[[ EXTRACTED MATERIAL, beginning ]]

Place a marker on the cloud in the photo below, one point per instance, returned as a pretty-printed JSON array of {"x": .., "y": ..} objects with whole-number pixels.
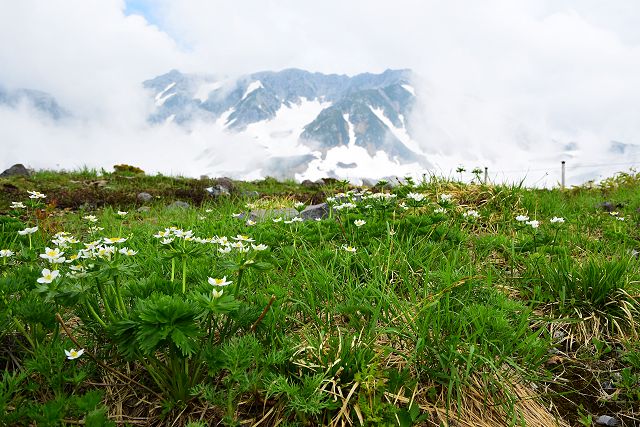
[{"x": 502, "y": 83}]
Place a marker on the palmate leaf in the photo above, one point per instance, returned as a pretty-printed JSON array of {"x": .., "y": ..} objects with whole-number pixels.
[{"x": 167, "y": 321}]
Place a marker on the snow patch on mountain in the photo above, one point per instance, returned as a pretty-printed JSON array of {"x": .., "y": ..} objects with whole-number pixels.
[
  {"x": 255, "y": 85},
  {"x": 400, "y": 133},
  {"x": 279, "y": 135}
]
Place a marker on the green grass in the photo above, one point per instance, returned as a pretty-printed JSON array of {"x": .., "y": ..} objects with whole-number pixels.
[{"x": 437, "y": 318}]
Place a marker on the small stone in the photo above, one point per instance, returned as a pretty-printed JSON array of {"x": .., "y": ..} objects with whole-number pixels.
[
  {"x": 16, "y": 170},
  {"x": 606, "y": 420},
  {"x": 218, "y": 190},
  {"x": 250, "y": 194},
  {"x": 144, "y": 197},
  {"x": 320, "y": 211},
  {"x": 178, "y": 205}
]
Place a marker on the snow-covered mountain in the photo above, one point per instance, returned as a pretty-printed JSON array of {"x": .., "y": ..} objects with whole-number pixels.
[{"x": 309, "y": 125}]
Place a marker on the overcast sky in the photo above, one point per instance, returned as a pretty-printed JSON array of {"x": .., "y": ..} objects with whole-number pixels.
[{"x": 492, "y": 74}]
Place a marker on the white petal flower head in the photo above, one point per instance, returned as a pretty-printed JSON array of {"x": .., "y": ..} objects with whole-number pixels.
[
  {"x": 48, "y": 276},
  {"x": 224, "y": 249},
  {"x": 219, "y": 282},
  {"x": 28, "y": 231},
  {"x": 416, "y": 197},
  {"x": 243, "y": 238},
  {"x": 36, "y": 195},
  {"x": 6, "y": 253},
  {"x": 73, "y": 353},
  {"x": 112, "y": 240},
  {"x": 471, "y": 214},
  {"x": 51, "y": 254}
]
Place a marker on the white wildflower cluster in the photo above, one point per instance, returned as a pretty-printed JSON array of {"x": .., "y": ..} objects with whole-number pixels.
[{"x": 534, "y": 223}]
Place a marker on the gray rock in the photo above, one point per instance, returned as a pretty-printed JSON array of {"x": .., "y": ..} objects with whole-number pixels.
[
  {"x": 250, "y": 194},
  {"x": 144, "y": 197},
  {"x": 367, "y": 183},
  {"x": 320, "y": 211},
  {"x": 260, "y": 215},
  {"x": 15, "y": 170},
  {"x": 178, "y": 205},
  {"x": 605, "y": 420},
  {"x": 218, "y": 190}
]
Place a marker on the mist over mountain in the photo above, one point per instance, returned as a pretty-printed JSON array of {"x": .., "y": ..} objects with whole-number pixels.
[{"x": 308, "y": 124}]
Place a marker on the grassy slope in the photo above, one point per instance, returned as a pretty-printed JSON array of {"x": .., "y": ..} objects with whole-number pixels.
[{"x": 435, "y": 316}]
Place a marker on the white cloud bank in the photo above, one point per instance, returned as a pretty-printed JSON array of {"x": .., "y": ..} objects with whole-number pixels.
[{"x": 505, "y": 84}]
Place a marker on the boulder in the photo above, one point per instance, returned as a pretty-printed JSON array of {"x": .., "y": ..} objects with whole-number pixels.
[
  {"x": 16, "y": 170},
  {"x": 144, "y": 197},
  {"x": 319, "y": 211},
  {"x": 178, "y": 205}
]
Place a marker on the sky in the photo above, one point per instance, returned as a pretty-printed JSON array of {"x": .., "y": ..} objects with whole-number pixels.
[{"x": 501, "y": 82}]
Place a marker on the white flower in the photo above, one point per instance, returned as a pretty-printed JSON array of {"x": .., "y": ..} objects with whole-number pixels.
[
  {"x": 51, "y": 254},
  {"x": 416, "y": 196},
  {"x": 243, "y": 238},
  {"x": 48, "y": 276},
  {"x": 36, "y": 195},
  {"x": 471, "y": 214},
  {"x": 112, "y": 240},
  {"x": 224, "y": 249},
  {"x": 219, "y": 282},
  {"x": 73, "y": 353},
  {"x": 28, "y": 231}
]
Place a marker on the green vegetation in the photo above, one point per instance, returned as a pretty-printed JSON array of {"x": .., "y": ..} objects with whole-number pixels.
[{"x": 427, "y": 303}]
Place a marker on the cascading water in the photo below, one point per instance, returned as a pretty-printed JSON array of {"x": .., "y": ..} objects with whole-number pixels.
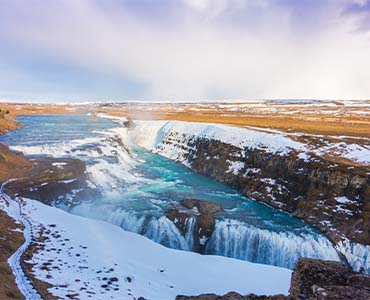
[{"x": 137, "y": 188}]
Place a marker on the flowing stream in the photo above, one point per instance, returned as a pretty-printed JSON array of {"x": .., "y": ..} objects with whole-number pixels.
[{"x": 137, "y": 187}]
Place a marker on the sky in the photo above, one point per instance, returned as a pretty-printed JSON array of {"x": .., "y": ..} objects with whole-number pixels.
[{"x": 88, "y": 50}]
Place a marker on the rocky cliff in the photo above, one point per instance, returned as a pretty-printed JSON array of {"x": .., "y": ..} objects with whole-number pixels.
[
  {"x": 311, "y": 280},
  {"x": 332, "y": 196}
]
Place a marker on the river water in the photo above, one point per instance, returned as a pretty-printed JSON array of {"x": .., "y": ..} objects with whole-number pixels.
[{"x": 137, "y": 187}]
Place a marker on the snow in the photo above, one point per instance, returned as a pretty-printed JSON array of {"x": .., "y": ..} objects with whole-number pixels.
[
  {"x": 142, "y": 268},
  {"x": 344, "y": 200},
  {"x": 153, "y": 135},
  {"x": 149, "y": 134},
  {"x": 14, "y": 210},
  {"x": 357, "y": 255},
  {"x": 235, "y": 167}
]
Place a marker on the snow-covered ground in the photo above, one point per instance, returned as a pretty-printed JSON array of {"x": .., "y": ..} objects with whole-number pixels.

[[ EXTRACTED MATERIAL, end ]]

WORK REQUIRED
Exact repetition of all entries is required. The pictures should not appear.

SOLUTION TO THIS TASK
Place a marker on the cloud in the photo below, one point per instance, returned as a pretty-printed JSON array of {"x": .., "y": ..} objects with whole-number pixels.
[{"x": 502, "y": 83}]
Place a marker on the palmate leaf in the photo above, one point per instance, returned as a pretty-printed JSON array of {"x": .., "y": ..} objects with whole-number pixels.
[{"x": 167, "y": 321}]
Place a marker on the snow patch on mountain in the photo above, one point per instance, returned as a pretty-printed JSON array of {"x": .., "y": ..} objects with whole-number pixels.
[
  {"x": 255, "y": 85},
  {"x": 400, "y": 133},
  {"x": 279, "y": 135}
]
Place a marker on the green grass in the photo above, one point per instance, returned as a pretty-printed JSON array of {"x": .., "y": ..} objects with whole-number pixels.
[{"x": 437, "y": 318}]
Place a marker on the small stone in the photo above, one point per instance, returned as a pretty-printed JSON array of {"x": .., "y": ..} objects with whole-number pixels.
[
  {"x": 16, "y": 170},
  {"x": 606, "y": 420},
  {"x": 218, "y": 190},
  {"x": 250, "y": 194},
  {"x": 144, "y": 197},
  {"x": 320, "y": 211},
  {"x": 178, "y": 205}
]
Place a marker on the snow-covered mountain in the photo above, one point per instance, returned as a pretty-printed JSON array of {"x": .., "y": ..} objects with whole-number pixels.
[{"x": 309, "y": 125}]
Place a marker on the overcast sky in the photo above, one point per instance, returned as a pretty-printed JSON array of {"x": .., "y": ..} objects with whole-number pixels.
[{"x": 492, "y": 74}]
Place a marker on the white petal flower head in the photo above, one point per instance, returned as a pretty-printed JSON array of {"x": .., "y": ..} objects with whole-number pixels.
[
  {"x": 48, "y": 276},
  {"x": 224, "y": 249},
  {"x": 219, "y": 282},
  {"x": 28, "y": 231},
  {"x": 416, "y": 197},
  {"x": 243, "y": 238},
  {"x": 36, "y": 195},
  {"x": 6, "y": 253},
  {"x": 73, "y": 353},
  {"x": 112, "y": 240},
  {"x": 471, "y": 214},
  {"x": 51, "y": 254}
]
Place a marker on the white wildflower cluster in the photo above, one point per instance, returned as a pretty-printed JSON array of {"x": .., "y": ..} objects with whole-number pixels.
[{"x": 534, "y": 223}]
Place a marker on the gray rock in the photo above, one point per instance, returned as a pretty-printed JSON array of {"x": .., "y": ..} objects with whole-number pixels.
[
  {"x": 250, "y": 194},
  {"x": 144, "y": 197},
  {"x": 367, "y": 183},
  {"x": 320, "y": 211},
  {"x": 260, "y": 215},
  {"x": 15, "y": 170},
  {"x": 178, "y": 205},
  {"x": 605, "y": 420},
  {"x": 218, "y": 190}
]
Place a marker on the mist over mountain in the photo above, one point per instance, returned as a pretty-printed JSON array of {"x": .., "y": ..} objects with whole-number pixels.
[{"x": 308, "y": 124}]
Place a marker on the grassy slope in the photo above, one point per instance, returned as a pretty-printed JSON array of {"x": .., "y": ..} objects with whole-number pixels.
[{"x": 435, "y": 316}]
Place a marker on the white cloud bank in the photo above, one point per instance, returned as a pretty-printed JSON array of {"x": .., "y": ..} objects with whole-number pixels.
[{"x": 505, "y": 84}]
Place a marker on the boulder in the photo above, one point per instance, returned as a pretty-printed JSON array of {"x": .., "y": ..} objects with whole-number pixels.
[
  {"x": 16, "y": 170},
  {"x": 144, "y": 197},
  {"x": 319, "y": 211},
  {"x": 178, "y": 205}
]
Place a marker on the sky in the photo above, one point per instance, returned as a pretty-printed JSON array of {"x": .., "y": ..} objects with whole-number pixels.
[{"x": 501, "y": 82}]
Place a marker on the white flower in the photo above, one point per instance, returned as a pretty-printed JSON array of {"x": .., "y": ..} objects with whole-number pixels.
[
  {"x": 51, "y": 254},
  {"x": 416, "y": 196},
  {"x": 243, "y": 238},
  {"x": 48, "y": 276},
  {"x": 36, "y": 195},
  {"x": 471, "y": 214},
  {"x": 112, "y": 240},
  {"x": 224, "y": 249},
  {"x": 219, "y": 282},
  {"x": 73, "y": 353},
  {"x": 28, "y": 231}
]
Place a marker on the green vegetation in the photo above, one point per instance, returned as a pretty-printed JSON array of {"x": .., "y": ..} objects with whole-number pixels.
[{"x": 427, "y": 303}]
Place a marker on the cascading water in the photo below, one point per instance, returned as a pretty-printed JSON array of {"x": .., "y": ..} objects with whole-number pixels.
[{"x": 137, "y": 188}]
Place a marker on the flowing stream in the photo above, one point per instance, returned as a pretty-printed JSON array of {"x": .., "y": ..} objects with whole-number pixels.
[{"x": 137, "y": 187}]
Place a marker on the sky in the photo above, one point per instance, returned as a pretty-printed JSON array of {"x": .., "y": ..} objects with whole-number pixels.
[{"x": 88, "y": 50}]
Place a marker on the rocky cliff in the photo above, one point per instance, returned as a pretty-printed JSON array of {"x": .., "y": ..} objects with whole-number pixels.
[
  {"x": 311, "y": 280},
  {"x": 332, "y": 196}
]
Place a marker on the river water in the photo above, one point per instance, returned as a pretty-printed JSON array of {"x": .., "y": ..} objects with whole-number pixels.
[{"x": 137, "y": 187}]
Place a marker on the snow in the photo above, one point per instance, returned as a pretty-printed JSON array of {"x": .., "y": ..} objects with whole-number pixels.
[
  {"x": 142, "y": 268},
  {"x": 344, "y": 200},
  {"x": 153, "y": 135},
  {"x": 149, "y": 134},
  {"x": 14, "y": 210},
  {"x": 357, "y": 255},
  {"x": 235, "y": 167}
]
Place a marker on the snow-covered ground in the photo above, one point per instance, returned as a pretty-printed JSON array of {"x": .., "y": ..} objects with whole-number pixels.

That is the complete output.